[Available data Boundary: Start]

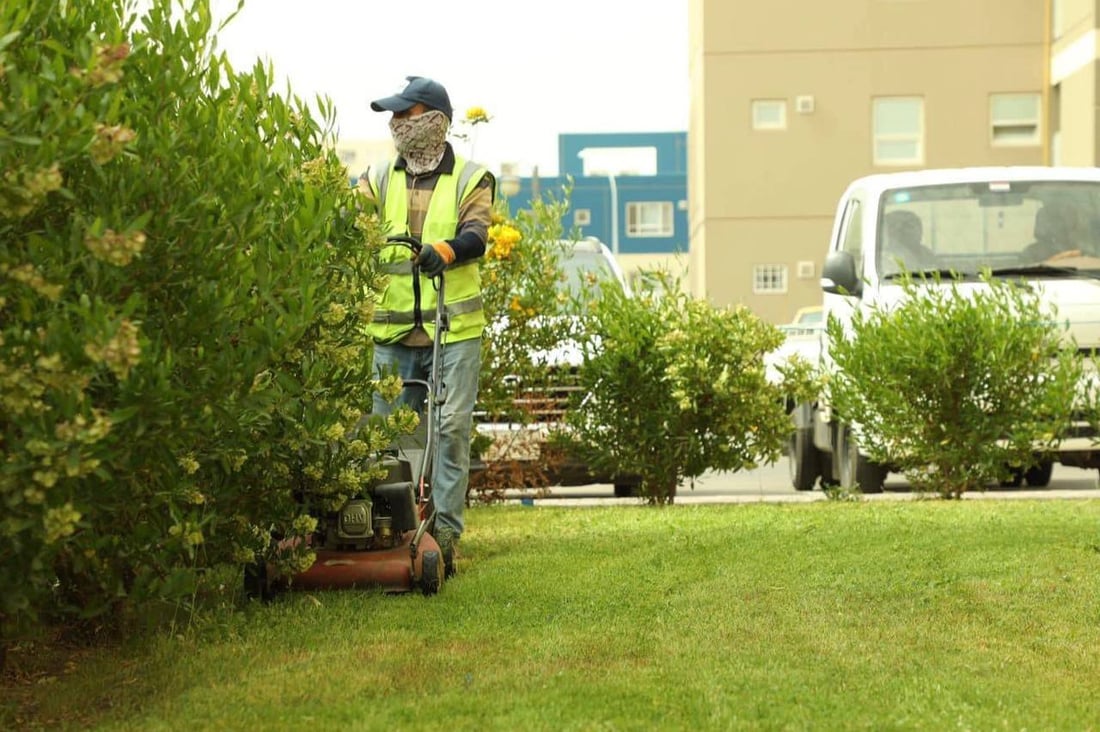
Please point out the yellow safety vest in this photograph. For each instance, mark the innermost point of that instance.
(408, 302)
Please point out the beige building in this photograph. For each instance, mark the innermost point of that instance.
(794, 98)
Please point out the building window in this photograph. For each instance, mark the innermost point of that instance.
(899, 130)
(649, 218)
(1013, 119)
(769, 279)
(769, 113)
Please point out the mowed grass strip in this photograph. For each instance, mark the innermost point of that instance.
(923, 614)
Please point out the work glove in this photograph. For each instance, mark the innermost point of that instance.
(435, 258)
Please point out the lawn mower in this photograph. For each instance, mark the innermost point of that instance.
(381, 537)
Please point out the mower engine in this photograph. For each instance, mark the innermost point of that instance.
(375, 520)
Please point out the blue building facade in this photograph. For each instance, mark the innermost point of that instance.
(631, 212)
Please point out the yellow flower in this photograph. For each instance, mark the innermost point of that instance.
(475, 115)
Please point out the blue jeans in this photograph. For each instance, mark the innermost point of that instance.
(460, 366)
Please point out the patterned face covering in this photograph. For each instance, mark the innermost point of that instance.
(420, 140)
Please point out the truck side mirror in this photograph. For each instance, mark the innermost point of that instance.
(839, 276)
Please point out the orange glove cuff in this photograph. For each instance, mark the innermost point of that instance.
(444, 250)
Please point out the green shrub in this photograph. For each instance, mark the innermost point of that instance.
(521, 288)
(956, 385)
(674, 386)
(182, 290)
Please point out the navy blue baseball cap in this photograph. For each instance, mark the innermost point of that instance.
(420, 89)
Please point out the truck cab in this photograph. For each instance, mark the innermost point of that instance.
(1040, 224)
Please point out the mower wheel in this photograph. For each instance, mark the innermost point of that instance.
(431, 572)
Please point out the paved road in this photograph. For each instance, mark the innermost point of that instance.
(771, 483)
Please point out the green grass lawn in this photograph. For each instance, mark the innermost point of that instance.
(923, 614)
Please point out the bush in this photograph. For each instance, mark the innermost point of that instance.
(674, 388)
(521, 290)
(957, 385)
(182, 290)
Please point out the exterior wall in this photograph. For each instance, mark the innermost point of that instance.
(768, 197)
(1074, 76)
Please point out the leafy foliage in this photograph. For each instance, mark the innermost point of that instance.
(183, 284)
(958, 384)
(527, 310)
(675, 386)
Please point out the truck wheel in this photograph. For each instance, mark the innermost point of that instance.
(802, 458)
(1040, 476)
(625, 489)
(856, 470)
(825, 459)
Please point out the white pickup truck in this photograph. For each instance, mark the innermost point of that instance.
(1042, 224)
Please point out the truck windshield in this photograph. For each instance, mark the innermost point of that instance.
(585, 271)
(1003, 226)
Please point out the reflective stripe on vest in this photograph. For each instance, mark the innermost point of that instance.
(396, 313)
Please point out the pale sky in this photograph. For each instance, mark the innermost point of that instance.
(538, 68)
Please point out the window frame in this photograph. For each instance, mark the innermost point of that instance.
(916, 137)
(762, 274)
(636, 230)
(780, 105)
(1035, 123)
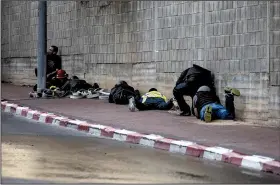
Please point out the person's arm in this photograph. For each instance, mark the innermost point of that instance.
(182, 76)
(58, 63)
(195, 112)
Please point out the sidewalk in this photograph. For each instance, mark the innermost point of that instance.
(228, 134)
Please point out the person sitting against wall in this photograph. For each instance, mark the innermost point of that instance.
(53, 64)
(152, 100)
(188, 83)
(207, 105)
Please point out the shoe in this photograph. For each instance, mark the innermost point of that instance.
(233, 91)
(184, 113)
(77, 95)
(131, 104)
(33, 95)
(208, 114)
(92, 94)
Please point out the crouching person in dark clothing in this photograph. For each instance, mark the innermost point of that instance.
(188, 83)
(153, 100)
(208, 107)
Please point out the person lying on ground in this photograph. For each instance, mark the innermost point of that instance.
(121, 93)
(59, 80)
(207, 105)
(188, 83)
(152, 100)
(53, 64)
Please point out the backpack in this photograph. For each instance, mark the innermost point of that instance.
(121, 93)
(74, 85)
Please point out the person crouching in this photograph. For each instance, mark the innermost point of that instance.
(152, 100)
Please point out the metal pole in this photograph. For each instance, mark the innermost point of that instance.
(41, 63)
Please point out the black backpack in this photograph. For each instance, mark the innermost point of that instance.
(121, 93)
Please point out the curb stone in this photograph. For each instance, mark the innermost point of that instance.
(253, 162)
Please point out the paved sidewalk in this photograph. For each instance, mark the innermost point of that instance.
(228, 134)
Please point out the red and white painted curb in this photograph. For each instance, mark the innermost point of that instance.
(254, 162)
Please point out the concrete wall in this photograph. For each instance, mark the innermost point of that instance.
(150, 43)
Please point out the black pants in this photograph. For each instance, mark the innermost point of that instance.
(179, 91)
(230, 104)
(47, 80)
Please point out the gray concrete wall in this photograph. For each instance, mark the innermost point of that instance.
(150, 43)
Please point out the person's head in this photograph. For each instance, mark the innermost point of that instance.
(204, 88)
(61, 74)
(75, 78)
(53, 50)
(121, 82)
(152, 89)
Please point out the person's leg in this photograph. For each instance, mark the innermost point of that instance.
(141, 106)
(162, 105)
(137, 103)
(229, 98)
(179, 91)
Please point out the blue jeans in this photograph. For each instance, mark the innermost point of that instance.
(179, 91)
(153, 104)
(218, 112)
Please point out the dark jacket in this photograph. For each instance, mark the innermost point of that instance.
(196, 77)
(53, 63)
(121, 93)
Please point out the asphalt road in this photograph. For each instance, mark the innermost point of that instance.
(39, 153)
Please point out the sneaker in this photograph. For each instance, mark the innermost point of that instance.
(92, 94)
(208, 114)
(33, 95)
(184, 113)
(233, 91)
(77, 95)
(131, 104)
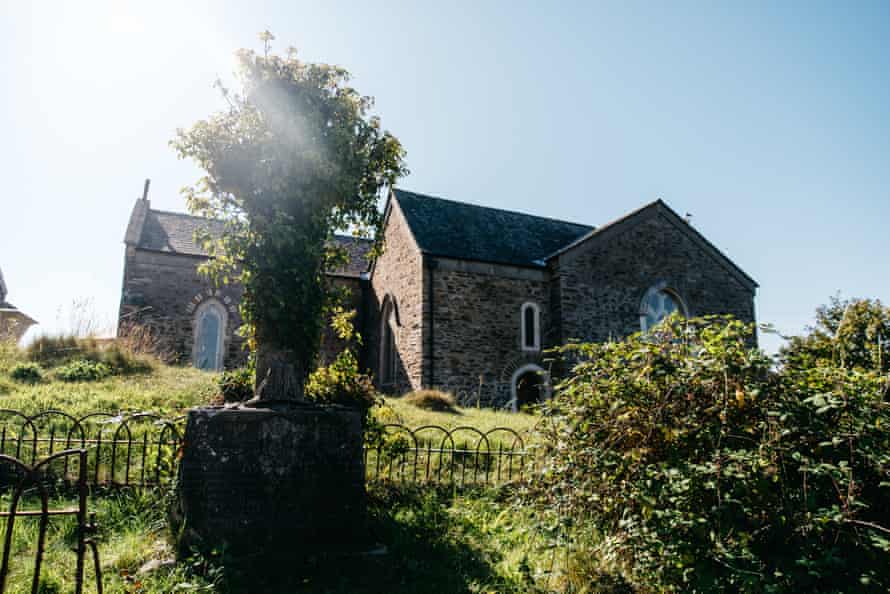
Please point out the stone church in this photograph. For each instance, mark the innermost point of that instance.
(464, 298)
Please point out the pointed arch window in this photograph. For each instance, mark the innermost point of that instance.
(530, 326)
(210, 330)
(658, 303)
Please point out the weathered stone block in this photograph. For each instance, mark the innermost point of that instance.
(262, 482)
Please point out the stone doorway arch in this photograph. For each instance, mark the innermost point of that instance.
(529, 384)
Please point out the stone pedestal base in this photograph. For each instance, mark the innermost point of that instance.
(263, 482)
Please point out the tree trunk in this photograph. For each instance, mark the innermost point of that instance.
(279, 376)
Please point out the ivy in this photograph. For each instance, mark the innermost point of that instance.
(703, 468)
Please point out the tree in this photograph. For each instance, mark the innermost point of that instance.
(852, 333)
(295, 157)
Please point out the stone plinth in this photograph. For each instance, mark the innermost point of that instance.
(266, 482)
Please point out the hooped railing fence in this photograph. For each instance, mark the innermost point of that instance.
(141, 450)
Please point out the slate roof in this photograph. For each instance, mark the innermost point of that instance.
(468, 232)
(174, 233)
(9, 309)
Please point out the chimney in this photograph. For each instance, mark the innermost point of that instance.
(137, 217)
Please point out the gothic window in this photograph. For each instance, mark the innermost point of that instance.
(210, 327)
(530, 327)
(388, 353)
(658, 303)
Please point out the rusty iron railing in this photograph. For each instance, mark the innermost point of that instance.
(461, 456)
(21, 483)
(140, 450)
(125, 450)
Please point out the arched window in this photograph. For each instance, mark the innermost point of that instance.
(530, 384)
(389, 323)
(658, 303)
(210, 331)
(530, 327)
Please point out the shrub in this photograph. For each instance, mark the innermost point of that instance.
(83, 370)
(434, 400)
(236, 385)
(701, 470)
(30, 373)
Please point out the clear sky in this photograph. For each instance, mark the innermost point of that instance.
(769, 122)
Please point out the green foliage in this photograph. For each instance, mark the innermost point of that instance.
(236, 385)
(342, 382)
(435, 400)
(852, 333)
(700, 470)
(30, 373)
(82, 370)
(295, 157)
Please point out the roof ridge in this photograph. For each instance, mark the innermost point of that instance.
(506, 210)
(202, 218)
(184, 214)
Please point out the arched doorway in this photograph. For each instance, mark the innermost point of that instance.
(388, 362)
(210, 328)
(530, 384)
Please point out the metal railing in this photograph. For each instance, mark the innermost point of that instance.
(141, 450)
(26, 484)
(127, 449)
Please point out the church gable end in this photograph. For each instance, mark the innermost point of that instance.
(396, 308)
(606, 277)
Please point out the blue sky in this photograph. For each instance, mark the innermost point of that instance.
(769, 122)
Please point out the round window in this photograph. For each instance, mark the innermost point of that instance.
(657, 305)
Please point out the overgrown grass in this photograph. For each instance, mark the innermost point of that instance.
(436, 541)
(155, 387)
(397, 410)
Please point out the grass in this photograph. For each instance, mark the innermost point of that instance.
(397, 410)
(436, 540)
(167, 390)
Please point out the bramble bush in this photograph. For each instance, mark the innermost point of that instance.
(29, 373)
(236, 385)
(694, 466)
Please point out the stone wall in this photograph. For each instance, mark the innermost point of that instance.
(602, 281)
(331, 344)
(398, 273)
(163, 291)
(477, 326)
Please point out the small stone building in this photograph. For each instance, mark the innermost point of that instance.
(464, 298)
(13, 322)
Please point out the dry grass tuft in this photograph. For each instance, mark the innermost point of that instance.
(435, 400)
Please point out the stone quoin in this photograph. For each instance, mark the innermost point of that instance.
(464, 298)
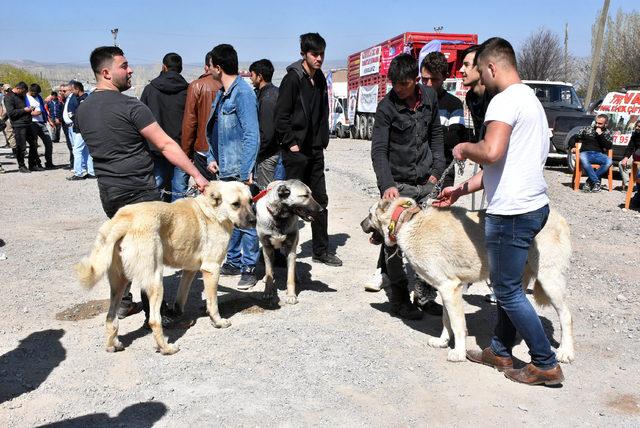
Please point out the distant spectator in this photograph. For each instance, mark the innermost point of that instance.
(596, 141)
(82, 160)
(65, 93)
(39, 120)
(54, 106)
(166, 96)
(631, 154)
(200, 96)
(269, 161)
(20, 115)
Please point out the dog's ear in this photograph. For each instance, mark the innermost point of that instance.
(216, 196)
(383, 205)
(283, 191)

[Available data Boundary: End]

Your objective:
Find the line containing "Please point out the stone wall", then extract it and every line after it to the end of the data above, exactly and nothing else, without pictures.

Response:
Please point out the stone wall in this photograph. For each instance, mark the innermost point of that instance.
(602, 281)
(331, 344)
(398, 273)
(163, 291)
(477, 326)
Please point out the small stone building in this photograph. For each instance, mark the innermost point of that instance.
(464, 298)
(13, 322)
Please point out the dry grass tuft in this photograph. For each instance, mark the innermost point of that instance.
(435, 400)
Please point out the stone quoin in this photograph. For each instance, mark the innermost point of that instance.
(464, 298)
Please point out the distant spectator in this photograph. For each instance, mark the innermost point of that instance.
(596, 141)
(82, 160)
(65, 93)
(39, 120)
(54, 106)
(166, 96)
(631, 154)
(200, 96)
(269, 161)
(20, 115)
Please point out the dog's ear in this photograph. For each instance, mark the innermost point of that instance.
(216, 196)
(383, 205)
(283, 191)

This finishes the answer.